---------- Source extract ----------

Question

Convergence of betas, iterations arguments with nbinomialWaldTest

0

Entering edit mode

Mozart ▴ 30

@mozart-20625

Last seen 4.4 years ago

Note: this post has been firstly posted on Biostars, Moderators suggested to post it here being this more appropriate for my purpose.

Hi, I am not going to ask how to solve issue related to the maxit argument with nbinomialWladTest within DESeq2 but for me, far from this scientific field, it's really hard to go through the vignette, other posts and lessons and trying to end up with a clear explanation of what is the convergence of beta and why using a larger maxit argument with nbinomWaldTest may solve the issue.

----------

Tasks to perform
• a. According to the forum post about beta convergence in DESeq2, on which site was the question first posted?
• b. Extend the forum post about beta convergence in DESeq2 by a few sentences that pick up after its final sentence.
The material that comes next has nothing to do with this.

---------- Given information ----------

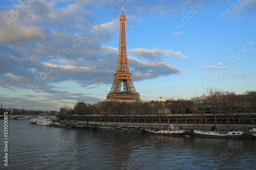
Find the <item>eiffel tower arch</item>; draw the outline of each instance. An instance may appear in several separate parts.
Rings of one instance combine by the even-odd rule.
[[[106,100],[124,102],[141,101],[140,94],[137,92],[130,71],[125,35],[126,16],[120,16],[120,35],[118,56],[115,78],[110,93],[106,94]]]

----------

Outputs in order
• a. Biostars

• b.
I assume that first of all this may come up when the design of the experiment is not well balanced;
Referring to this link Dr Love explains that when there is a single count in a row of 0s (so I guess when a certain gene in a sample is ≥1 where the same gene has 0 counts in every other samples) the GLM code may have some problems converging the betas. Now, I am a bit rusty with my stats knowledge but if I got this right: convergence of betas is required to fit a line in our experiment so that is possible to estimate dispersions of our parameters of interest. right? effect of X on Y in Y=βX+ε

Is that correct?

Why using a larger maxit argument may solve this convergence problem? I presume that this step removes lowly expressed genes with low power so that makes the fit more reliable? Thanks

deseq2 • 933 views

ADD COMMENT • link updated 4.4 years ago by Michael Love 43k • written 4.4 years ago by Mozart ▴ 30

score 2 · Accepted Answer · 2020-10-06

Rows of the count matrix with very low counts (e.g. a single sample with a positive count per group) usually are the culprit when the method is not converging in beta, and hence I often recommend simply filtering these by specifying X number of samples have a count of Y or more, where you can choose those values in a conservative way to preserve any rows with possible signal.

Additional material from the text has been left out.